▶ [Deine Aufgabe]:
Zitiere aus dem Text über das Auf(er)stehen wortgetreu die Stelle, die mit den Worten „Mit sich selbst“ anfängt, und hör nach „nichts stoppen kann!“ auf.

▶ [Angezeigter Text]:
+ + +
Und das versuche ich aus tiefstem Herzen: Auf(er)stehen! Anpacken! Machen!

Mit sich selbst ins Reine kommen – die Seelsorge im Krankenhaus, die das Virus auch auf dem Gewissen hat, auf das eigenen Umfeld richten. Das ist wie das Aufrecht-Hinsetzen und Atmen. Wenn das geschafft ist: Hintern hoch und dem Nächsten helfen beim Einkaufen, Zuhören, Organisieren... beim Alltäglichen halt. Das ist ein kleines Auf(er)stehen: ich will nicht ohnmächtig oder tot bleiben, nein, wir glauben an etwas anderes, viel Tieferes, das nichts stoppen kann!
+ + +
▶ [Vorliegende Daten]:

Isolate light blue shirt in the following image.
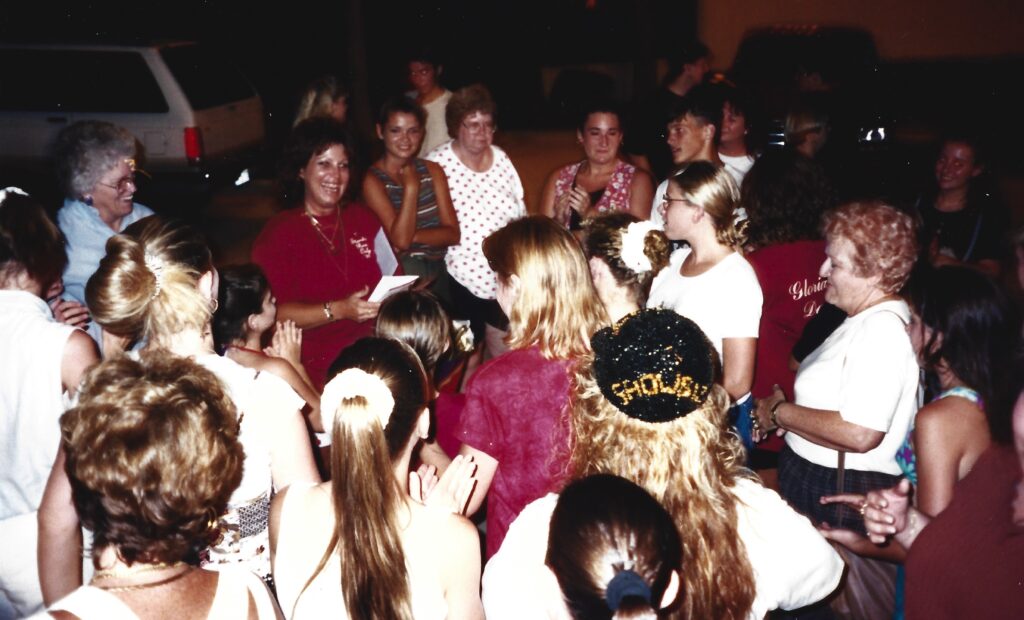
[57,199,153,348]
[57,199,153,303]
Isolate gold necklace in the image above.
[92,566,196,592]
[305,205,341,254]
[92,561,185,580]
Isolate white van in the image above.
[0,42,265,190]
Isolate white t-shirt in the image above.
[785,300,919,476]
[647,248,763,358]
[412,89,452,157]
[718,153,754,188]
[196,354,305,577]
[0,290,75,520]
[427,140,526,299]
[482,480,843,620]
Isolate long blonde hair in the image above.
[300,338,429,620]
[85,216,213,346]
[569,361,756,619]
[669,162,746,249]
[483,215,608,359]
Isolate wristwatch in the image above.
[768,399,785,428]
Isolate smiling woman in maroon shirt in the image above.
[252,118,381,389]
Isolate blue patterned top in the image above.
[896,385,984,487]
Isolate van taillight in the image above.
[185,127,203,165]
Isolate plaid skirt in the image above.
[778,446,900,534]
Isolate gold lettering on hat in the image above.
[611,372,710,406]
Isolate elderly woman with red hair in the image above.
[756,203,919,617]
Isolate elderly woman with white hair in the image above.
[53,121,153,341]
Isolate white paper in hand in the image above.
[367,276,419,301]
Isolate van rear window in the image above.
[160,45,256,110]
[0,48,168,114]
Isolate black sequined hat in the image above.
[591,308,715,422]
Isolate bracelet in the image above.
[768,399,785,428]
[906,508,918,540]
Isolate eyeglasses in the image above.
[97,174,136,194]
[462,121,498,133]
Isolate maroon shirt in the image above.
[253,203,381,389]
[746,241,825,451]
[905,446,1024,620]
[456,347,570,557]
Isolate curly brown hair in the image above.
[60,353,245,565]
[570,362,756,619]
[739,150,836,248]
[824,202,918,293]
[444,84,497,138]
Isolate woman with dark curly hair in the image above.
[755,203,919,618]
[545,473,683,620]
[49,354,280,618]
[252,118,394,389]
[740,151,834,468]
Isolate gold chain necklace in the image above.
[305,205,341,254]
[92,562,185,579]
[92,566,196,592]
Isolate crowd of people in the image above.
[0,43,1024,619]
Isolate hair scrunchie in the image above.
[604,570,650,612]
[0,185,29,204]
[321,368,394,436]
[618,220,657,274]
[143,250,165,301]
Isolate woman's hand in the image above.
[754,385,785,442]
[263,321,302,368]
[409,454,476,514]
[820,479,916,546]
[401,162,420,197]
[50,297,91,329]
[564,185,590,219]
[818,523,869,550]
[331,286,381,323]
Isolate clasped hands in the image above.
[409,454,476,514]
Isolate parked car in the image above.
[729,26,892,150]
[0,42,265,209]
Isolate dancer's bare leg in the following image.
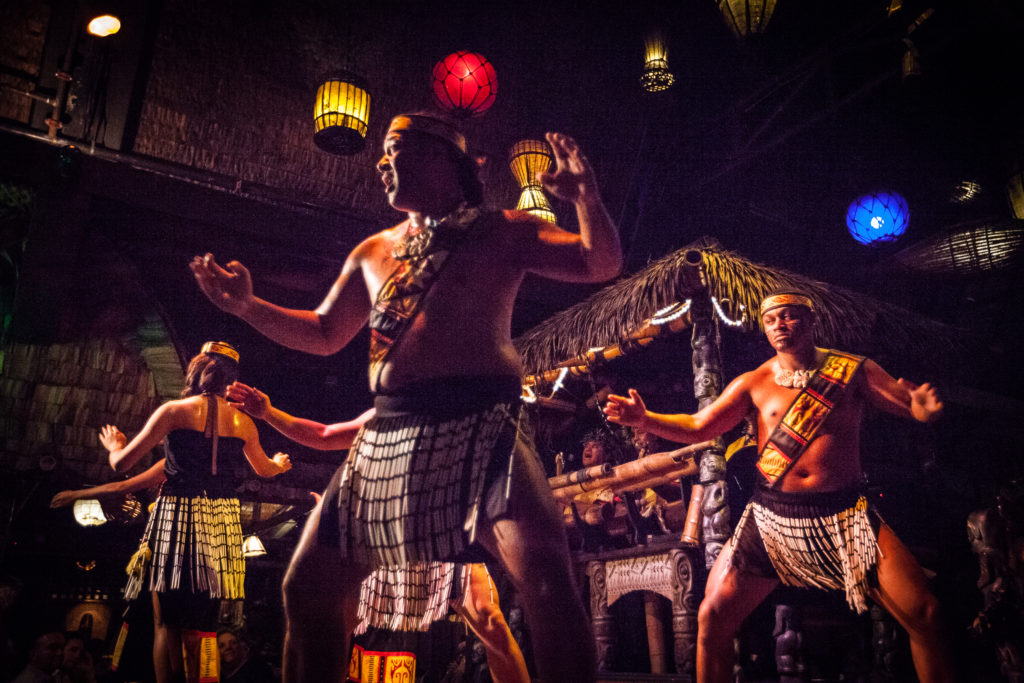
[282,497,370,683]
[868,524,953,683]
[697,543,778,683]
[456,564,529,683]
[479,448,597,683]
[150,591,175,683]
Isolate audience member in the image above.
[217,629,274,683]
[11,629,65,683]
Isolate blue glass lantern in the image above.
[846,193,910,245]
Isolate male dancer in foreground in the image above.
[604,293,952,682]
[227,381,529,683]
[191,115,622,682]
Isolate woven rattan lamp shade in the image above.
[640,31,676,92]
[892,219,1024,275]
[718,0,775,38]
[509,139,555,223]
[313,71,370,155]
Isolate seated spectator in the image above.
[217,629,274,683]
[11,629,63,683]
[59,631,96,683]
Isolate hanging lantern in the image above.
[718,0,775,38]
[846,193,910,245]
[313,71,370,155]
[892,219,1024,276]
[242,533,266,557]
[86,14,121,38]
[509,140,555,223]
[72,498,106,526]
[640,31,676,92]
[433,50,498,117]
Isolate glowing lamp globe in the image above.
[72,498,106,526]
[846,193,910,245]
[433,50,498,117]
[313,71,370,155]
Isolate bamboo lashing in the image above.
[522,302,690,386]
[548,441,713,503]
[548,463,612,488]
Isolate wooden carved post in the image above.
[669,550,700,676]
[587,561,615,671]
[683,249,731,568]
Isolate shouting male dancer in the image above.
[191,114,622,682]
[604,292,952,682]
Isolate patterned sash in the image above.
[370,206,480,390]
[758,349,864,486]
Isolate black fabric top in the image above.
[164,429,246,498]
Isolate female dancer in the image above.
[99,342,292,683]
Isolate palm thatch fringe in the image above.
[515,238,962,374]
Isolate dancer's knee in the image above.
[697,597,739,643]
[907,591,942,633]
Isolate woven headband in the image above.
[203,342,239,362]
[761,294,814,315]
[384,114,467,154]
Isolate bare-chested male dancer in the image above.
[191,115,622,682]
[604,292,952,682]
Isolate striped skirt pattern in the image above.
[355,562,466,635]
[125,496,246,600]
[733,495,879,613]
[326,403,516,568]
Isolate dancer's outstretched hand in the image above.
[188,253,253,316]
[270,453,292,474]
[227,381,270,420]
[898,378,944,422]
[99,425,128,453]
[537,133,597,202]
[602,389,647,427]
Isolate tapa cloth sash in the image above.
[370,206,480,390]
[758,349,864,486]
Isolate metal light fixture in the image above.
[72,498,106,526]
[718,0,775,38]
[509,140,555,223]
[640,31,676,92]
[242,533,266,557]
[313,71,370,155]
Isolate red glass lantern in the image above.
[433,50,498,116]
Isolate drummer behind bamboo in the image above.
[604,292,952,681]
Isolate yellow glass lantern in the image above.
[86,14,121,38]
[718,0,775,38]
[640,31,676,92]
[242,533,266,557]
[509,140,555,223]
[72,498,106,526]
[313,71,370,155]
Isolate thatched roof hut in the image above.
[515,238,963,374]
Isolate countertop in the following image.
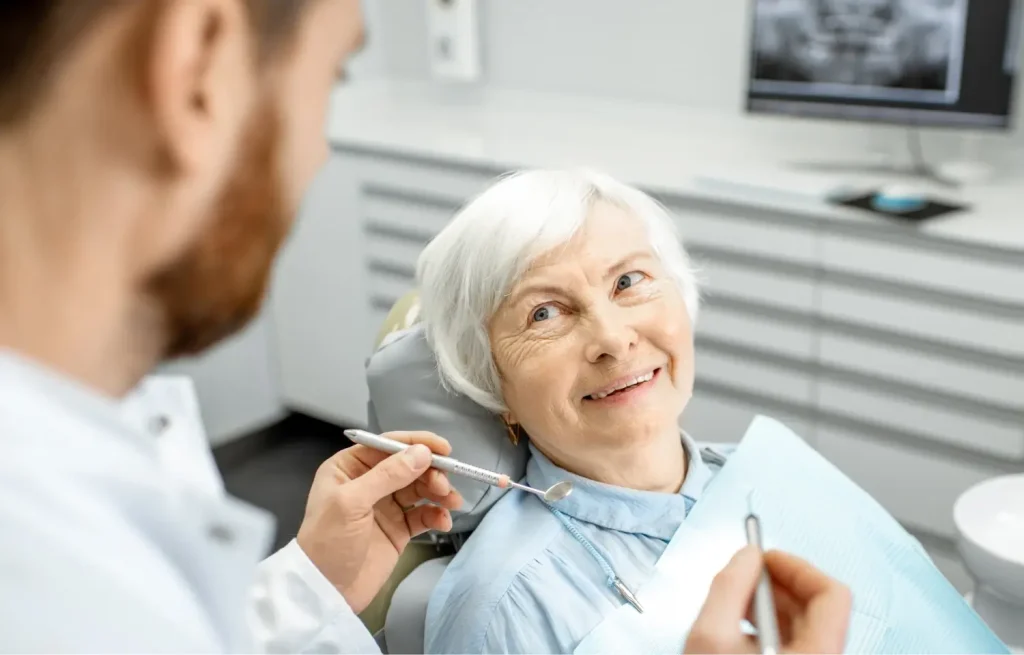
+ + +
▶ [Ergebnis]:
Mit sich selbst ins Reine kommen – die Seelsorge im Krankenhaus, die das Virus auch auf dem Gewissen hat, auf das eigenen Umfeld richten. Das ist wie das Aufrecht-Hinsetzen und Atmen. Wenn das geschafft ist: Hintern hoch und dem Nächsten helfen beim Einkaufen, Zuhören, Organisieren... beim Alltäglichen halt. Das ist ein kleines Auf(er)stehen: ich will nicht ohnmächtig oder tot bleiben, nein, wir glauben an etwas anderes, viel Tieferes, das nichts stoppen kann!